## Exercise directions
Reproduce the material below with every "photo" changed to "image" and everything else left as is. Leave the pictures out of your answer.

━━━ Extracted records

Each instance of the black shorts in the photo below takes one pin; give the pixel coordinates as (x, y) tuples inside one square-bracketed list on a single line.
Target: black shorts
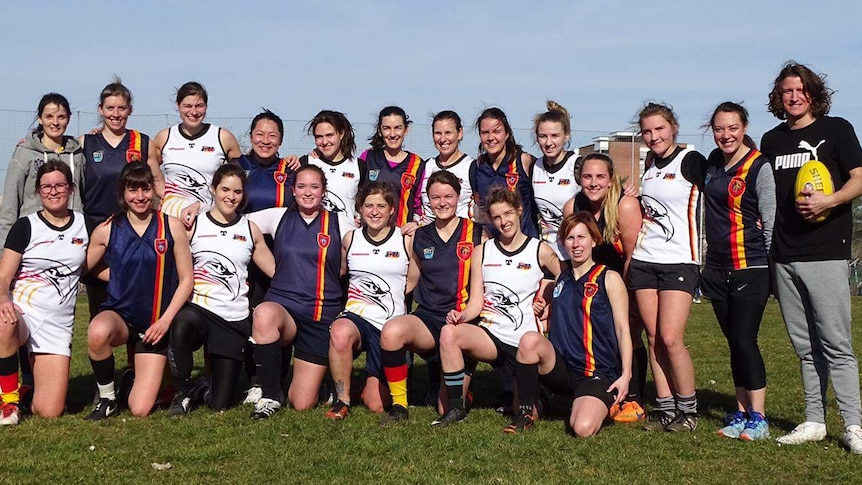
[(562, 381), (506, 354), (136, 341), (655, 276), (747, 284), (312, 340), (434, 322), (369, 343)]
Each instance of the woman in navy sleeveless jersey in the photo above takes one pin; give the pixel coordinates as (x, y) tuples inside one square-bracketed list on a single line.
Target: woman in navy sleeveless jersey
[(442, 251), (304, 297), (509, 272), (502, 163), (105, 155), (381, 275), (588, 351), (387, 161), (150, 277), (223, 245), (44, 256)]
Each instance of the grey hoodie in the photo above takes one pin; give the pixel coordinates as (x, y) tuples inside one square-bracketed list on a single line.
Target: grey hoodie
[(19, 192)]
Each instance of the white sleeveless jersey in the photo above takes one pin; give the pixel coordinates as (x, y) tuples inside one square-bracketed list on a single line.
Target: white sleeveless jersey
[(342, 183), (511, 283), (553, 187), (669, 202), (378, 277), (46, 285), (460, 169), (221, 255), (188, 165)]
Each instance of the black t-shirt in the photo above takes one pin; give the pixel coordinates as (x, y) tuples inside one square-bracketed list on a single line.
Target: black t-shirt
[(833, 142)]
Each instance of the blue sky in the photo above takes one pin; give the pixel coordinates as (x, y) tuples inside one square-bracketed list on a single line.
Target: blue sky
[(600, 59)]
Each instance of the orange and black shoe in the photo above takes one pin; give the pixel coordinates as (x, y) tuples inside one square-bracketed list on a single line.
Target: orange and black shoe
[(338, 411)]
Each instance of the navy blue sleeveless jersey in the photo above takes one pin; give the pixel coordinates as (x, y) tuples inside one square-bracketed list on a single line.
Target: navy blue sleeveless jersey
[(582, 325), (405, 178), (307, 266), (608, 253), (143, 272), (732, 215), (511, 175), (102, 166), (444, 278), (268, 186)]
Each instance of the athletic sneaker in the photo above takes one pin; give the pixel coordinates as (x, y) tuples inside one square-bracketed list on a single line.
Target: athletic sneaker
[(629, 412), (181, 404), (265, 408), (756, 428), (253, 395), (657, 420), (10, 415), (805, 432), (682, 422), (104, 409), (852, 439), (520, 422), (338, 411), (452, 416), (395, 414), (735, 423)]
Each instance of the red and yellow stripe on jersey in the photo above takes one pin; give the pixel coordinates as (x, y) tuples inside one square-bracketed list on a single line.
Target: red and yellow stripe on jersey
[(590, 289), (734, 202), (410, 175), (465, 253), (159, 282), (322, 247)]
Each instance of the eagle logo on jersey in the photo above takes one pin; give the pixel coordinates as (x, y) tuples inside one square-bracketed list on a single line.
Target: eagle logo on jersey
[(656, 213), (133, 155), (503, 302), (464, 250), (736, 187), (161, 245), (213, 269), (183, 181), (57, 275), (369, 290), (550, 216), (333, 203)]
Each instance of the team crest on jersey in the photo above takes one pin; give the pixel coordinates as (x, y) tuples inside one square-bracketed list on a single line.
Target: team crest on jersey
[(161, 245), (133, 156), (465, 250), (407, 181), (736, 187)]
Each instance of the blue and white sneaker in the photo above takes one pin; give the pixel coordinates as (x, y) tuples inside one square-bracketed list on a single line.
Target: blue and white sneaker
[(735, 424), (756, 428)]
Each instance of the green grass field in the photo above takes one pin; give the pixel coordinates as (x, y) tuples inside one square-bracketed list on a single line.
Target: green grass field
[(303, 447)]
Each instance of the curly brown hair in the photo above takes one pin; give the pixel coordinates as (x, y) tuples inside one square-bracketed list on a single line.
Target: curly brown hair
[(815, 87)]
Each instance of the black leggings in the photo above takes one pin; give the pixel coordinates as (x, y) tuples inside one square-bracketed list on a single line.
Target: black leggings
[(189, 331), (738, 300)]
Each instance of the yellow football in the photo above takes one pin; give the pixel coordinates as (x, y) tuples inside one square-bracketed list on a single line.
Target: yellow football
[(814, 176)]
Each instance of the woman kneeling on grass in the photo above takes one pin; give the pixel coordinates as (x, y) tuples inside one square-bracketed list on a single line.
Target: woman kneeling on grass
[(588, 352), (513, 266), (41, 263), (149, 279), (381, 274)]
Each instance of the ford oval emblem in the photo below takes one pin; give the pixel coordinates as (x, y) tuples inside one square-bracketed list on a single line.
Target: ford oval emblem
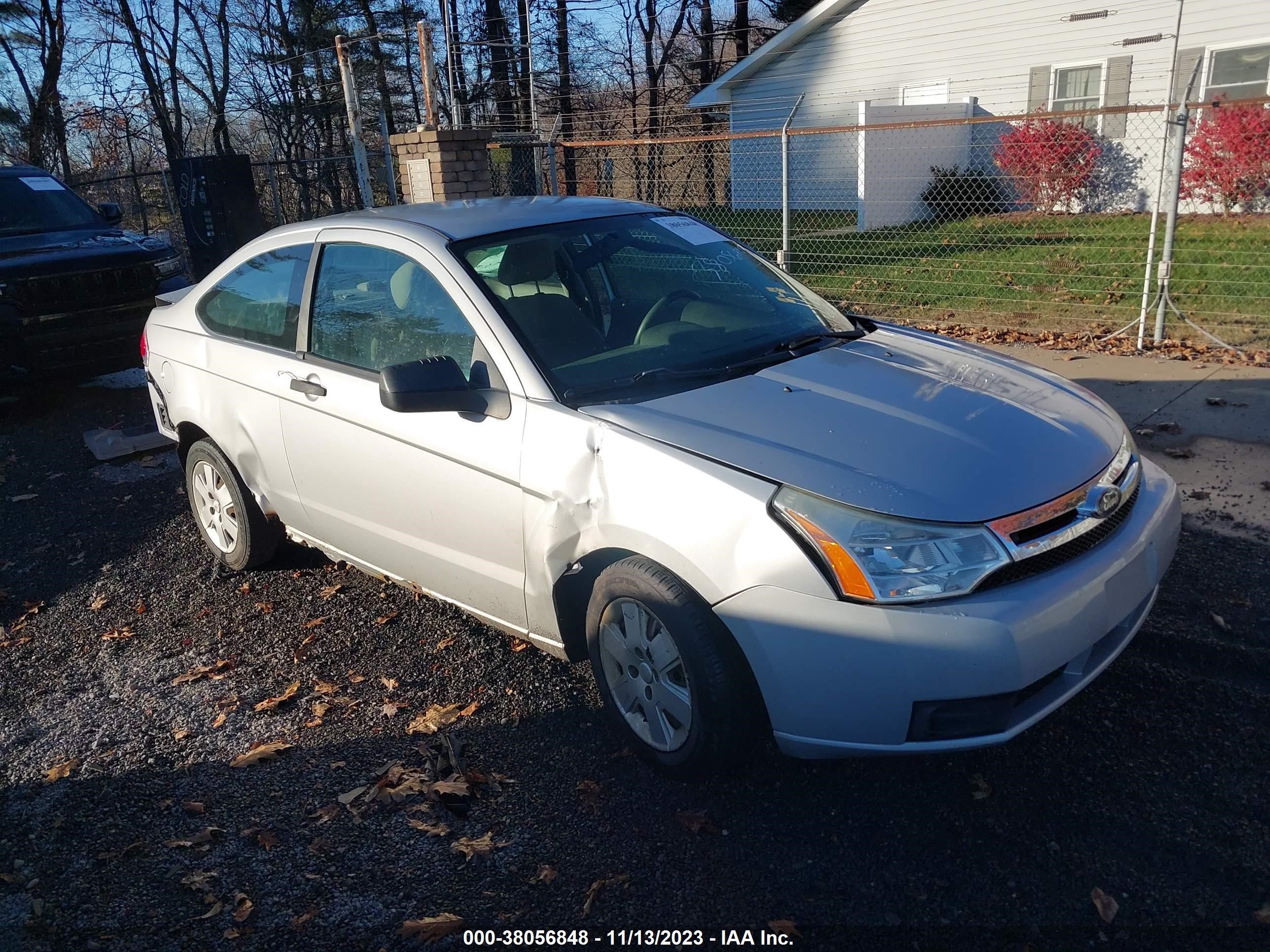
[(1100, 502)]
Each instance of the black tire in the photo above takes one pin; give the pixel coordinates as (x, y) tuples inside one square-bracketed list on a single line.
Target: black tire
[(257, 537), (727, 710)]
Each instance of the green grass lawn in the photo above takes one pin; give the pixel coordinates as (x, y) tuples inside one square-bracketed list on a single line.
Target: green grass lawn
[(1066, 271)]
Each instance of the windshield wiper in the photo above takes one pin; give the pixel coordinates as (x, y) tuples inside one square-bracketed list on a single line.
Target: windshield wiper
[(652, 374), (808, 340)]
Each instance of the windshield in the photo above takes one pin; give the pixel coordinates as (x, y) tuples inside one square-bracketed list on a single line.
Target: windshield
[(619, 307), (38, 202)]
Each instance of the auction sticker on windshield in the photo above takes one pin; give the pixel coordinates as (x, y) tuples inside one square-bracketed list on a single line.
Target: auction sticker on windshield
[(41, 183), (691, 232)]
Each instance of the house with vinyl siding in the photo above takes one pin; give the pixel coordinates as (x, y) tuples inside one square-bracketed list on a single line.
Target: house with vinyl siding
[(876, 63)]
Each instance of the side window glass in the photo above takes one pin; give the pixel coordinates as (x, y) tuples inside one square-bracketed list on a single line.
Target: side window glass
[(259, 300), (374, 307)]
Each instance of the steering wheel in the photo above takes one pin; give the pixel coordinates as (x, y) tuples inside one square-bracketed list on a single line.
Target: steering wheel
[(660, 305)]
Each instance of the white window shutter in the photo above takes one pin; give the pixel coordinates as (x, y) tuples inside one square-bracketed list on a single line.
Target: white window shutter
[(1187, 60), (1038, 88), (1119, 68)]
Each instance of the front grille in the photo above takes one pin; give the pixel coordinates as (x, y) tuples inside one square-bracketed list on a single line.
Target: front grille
[(59, 294), (1061, 555)]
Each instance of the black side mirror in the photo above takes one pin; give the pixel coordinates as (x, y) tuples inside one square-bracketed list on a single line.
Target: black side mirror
[(432, 385)]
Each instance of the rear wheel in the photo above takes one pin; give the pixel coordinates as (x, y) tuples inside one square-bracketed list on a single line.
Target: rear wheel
[(233, 526), (672, 678)]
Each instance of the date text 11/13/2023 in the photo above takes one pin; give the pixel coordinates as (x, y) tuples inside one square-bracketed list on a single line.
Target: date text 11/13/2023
[(621, 938)]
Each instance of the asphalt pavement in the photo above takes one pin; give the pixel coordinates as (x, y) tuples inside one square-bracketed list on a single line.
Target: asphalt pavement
[(131, 673)]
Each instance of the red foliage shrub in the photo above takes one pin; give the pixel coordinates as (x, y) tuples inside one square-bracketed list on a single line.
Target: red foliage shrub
[(1050, 162), (1229, 157)]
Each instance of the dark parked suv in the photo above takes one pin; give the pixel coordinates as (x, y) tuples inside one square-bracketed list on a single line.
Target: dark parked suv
[(75, 289)]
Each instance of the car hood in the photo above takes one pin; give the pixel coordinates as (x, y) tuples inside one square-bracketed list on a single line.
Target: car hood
[(901, 422), (75, 250)]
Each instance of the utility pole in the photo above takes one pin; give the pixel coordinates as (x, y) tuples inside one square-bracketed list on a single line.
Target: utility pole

━━━━━━

## Solution to the problem
Each instance of the black shorts in the image below takes one pin; give the pixel coordinates as (x, y) tuples inside one square-bracketed list on a single line.
Target: black shorts
[(562, 381), (506, 354), (136, 341), (655, 276), (747, 284), (312, 340), (434, 322), (369, 343)]
Each instance of the woman in navy sleeveless jersey in the image above takes one pin; give the pixel coordinates as (x, y) tuples inside one square-bracketed list on a single line.
Target: woman in navy sleeveless jersey
[(442, 251), (304, 297), (509, 272), (502, 163), (105, 155), (381, 275), (588, 351), (387, 161), (150, 277), (223, 245), (44, 256)]
Each instance of the grey hoodie in the image above takes one pin; give the pixel coordinates as (x, y) tuples inside one square-bracketed list on a single line.
Target: grey hoodie
[(19, 192)]
Each instance of the white sleeveless jersey in the image above takes one pin; give the pixel coordinates as (x, y) tuples inside one square-bracketed list on a single line.
Target: white sleeveless jersey
[(342, 183), (511, 283), (553, 187), (669, 202), (378, 277), (46, 285), (460, 169), (221, 255), (188, 165)]
Each instance of the black t-shirt in the image above takes one pin; give the pixel coordinates as (x, y) tuples inside one square-bracketed list on a single line.
Target: black t-shirt
[(833, 142)]
Each instance of the blue sky in the image above takes one pin; give the pixel coordinates as (x, y) tuples inside one square-bracketed list on a single line.
Target: blue sky
[(600, 59)]
Each instance of the orange and black shoe in the image above takes one pin; give the pixel coordinates as (x, y) tuples inside one square-bracketed list on a single line.
Target: orange and black shoe
[(338, 411)]
Each instance of the navy blue sleeveless jersey in the image above takes one pin; give the pixel coordinates as (x, y) tuples inside one square-bracketed list on a single line.
Target: navy blue sleeveless jersey
[(582, 325), (405, 178), (307, 266), (608, 253), (143, 272), (732, 215), (511, 175), (102, 166), (444, 278), (268, 186)]
Each instance of the athletic sneaker in the image above takes one pin; give the pixel coordinates as (x, y) tuples inside one square-bracketed list on a single line.
Target: athletic sneaker
[(629, 412), (181, 404), (265, 408), (756, 428), (253, 395), (657, 420), (10, 415), (805, 432), (682, 422), (104, 409), (852, 439), (520, 422), (338, 411), (452, 416), (395, 414), (735, 423)]
Each instance of the red and yellow stripe on jersey in the image above takes one pin; give the pixel coordinates as (x, y) tuples inside one square-bracketed list on a single line.
Target: red and yellow stripe on jersey
[(590, 289), (734, 202), (410, 175), (465, 253), (159, 282), (322, 247)]
Each instance of the eagle logo on jersey in the image above takes one pin; give the pixel coordinates as (x, y) tuples inside one square-bracketed list on a single line.
Target: eagle logo on jersey
[(656, 213), (133, 155), (503, 302), (464, 250), (736, 187), (161, 245), (213, 269), (183, 181), (57, 275), (369, 290), (550, 216), (333, 203)]
Each instance of the team crest on jersey in the image above takes one pin; give the pixel coordinates as (x, y) tuples inside one square-bracketed list on a single line.
Target: team crest on jersey
[(161, 245), (133, 156), (465, 250), (407, 181), (736, 187)]
Each instance of the blue and white sneaker in the image above takes one pin; give the pixel coordinates as (x, y) tuples inside one square-bracketed list on a single line.
Target: blue and white sneaker
[(735, 424), (756, 428)]
Each instance of the green grass field in the image above takes one pin; give the pixel coordinates as (x, y) tuples inside one square-bracketed list on a single line.
Target: green grass field
[(303, 447)]
Each instance of the curly brown hair in the image above takes one pin; give the pixel coordinates as (x, y) tuples inside one square-bracketed list on a single line.
Target: curly brown hair
[(815, 87)]
Each instance of the black leggings in the image above takes one pin; give the pixel coordinates as (x, y) tuples inside one square-bracketed list on a single line.
Target: black leggings
[(189, 331), (738, 300)]
Each instance of the yellow football in the image above takes one pin; give the pixel coordinates as (x, y) tuples inside one square-bracketed list on a single line.
Target: yellow football
[(814, 176)]
Each instance of the woman kneeling on grass in the image above takes one pin; give the pixel coordinates as (x, y) tuples inside one square-bracketed list on a single line.
Target: woman kneeling on grass
[(588, 352), (513, 266), (41, 263), (149, 279), (381, 274)]
Each instance of the ford oval emblem in the image below takes one pin; give the pixel coordinates as (x, y) tuples inside one square-bracketed list on a single line.
Target: ford oval emblem
[(1100, 502)]
Each instance of the black tire in the image above takes one pin; give the pixel coordinates as (x, y) tuples inside one square-bracketed list on a single line.
Target: black tire
[(257, 537), (727, 710)]
Each instance of the green grass lawn in the image above takes one pin; give the pixel coordinates as (x, y) tuples inside one square-bracketed list on a single line.
Target: green grass lawn
[(1066, 271)]
Each instance of the windshield wiper in the image above takes one pin; give the pixel coordinates as (x, y) tuples inside one square-bracketed list on a single line.
Target: windshield wiper
[(652, 374), (808, 340)]
Each instance of the windshield in the image above takes one pin; give the pixel coordinates as (x, y) tuples inside one square-bracketed list on a single line.
Target: windshield
[(619, 307), (38, 202)]
Each instance of the auction sticker on windshield in the image above takes one pin; give the pixel coordinates as (x, y) tuples inside one square-bracketed list on a single line.
Target: auction sticker on windshield
[(41, 183), (691, 232)]
Each instance of the house with vinyl siding in the image above takes one pin; give the pixel coordinates as (x, y) tuples inside one square-bracketed list on a single line.
Target: house with vinyl siding
[(876, 63)]
Each instance of the side window glass in the image above takes one pin; give the pixel coordinates as (x, y) tuples inside one square-bracketed list on a single line.
Target: side window glass
[(259, 300), (374, 307)]
Each instance of the steering wheel in the image above takes one pin; give the pixel coordinates as (x, y) tuples inside one square-bracketed list on a single line.
Target: steering wheel
[(660, 305)]
Each instance of the white window shutter in the image above takes one pin; give the pixel coordinates as (x, y) tuples inside one square-bracketed list on a single line.
Target: white window shutter
[(1187, 60), (1038, 88), (1119, 68)]
Each instance of the front grille in the image above takes one pin; give the pixel coordinates as (x, y) tuples inside one square-bracketed list on a single line.
Target: front grille
[(59, 294), (1061, 555)]
Each instance of the black side mirror in the image above takes one pin; give the pixel coordinates as (x, y) tuples inside one square-bracketed list on a single line.
Target: black side mirror
[(432, 385)]
Each instance of the rear wheel in the image above takes one pin; give the pixel coordinates as (x, y) tuples inside one square-bracketed list on a single line.
Target: rear wheel
[(233, 526), (672, 678)]
Each instance of the date text 11/13/2023 in the image above takes one pin; give the pixel coordinates as (x, y) tuples inside one square-bracketed list on a single line.
Target: date text 11/13/2023
[(621, 938)]
Each instance of the asphalt pavement in the image above takes one pin; give the pixel coordinates as (x, y) tuples inside one square-bracketed list on a single line.
Target: asphalt pavement
[(131, 673)]
Each instance of the red foliage shrub in the image above takes one pin; give the pixel coordinates as (x, y) tuples inside one square-bracketed list on a single line.
Target: red foliage shrub
[(1050, 162), (1229, 157)]
Each instance of the dark parked suv in the image above takes one pin; give the pixel coordinates as (x, y) tuples inside one square-bracketed list on a single line.
Target: dark parked suv
[(75, 289)]
Each instance of the car hood in the image above takes one pin; give the pixel coordinates as (x, y) tuples inside one square-bracketed list on a single line.
Target: car hood
[(901, 422), (75, 250)]
Each instance of the utility pole in the image above takes one pin; give the pixel coordinates as (x, y) tuples inside one square-bracketed list on a single line.
Target: utility pole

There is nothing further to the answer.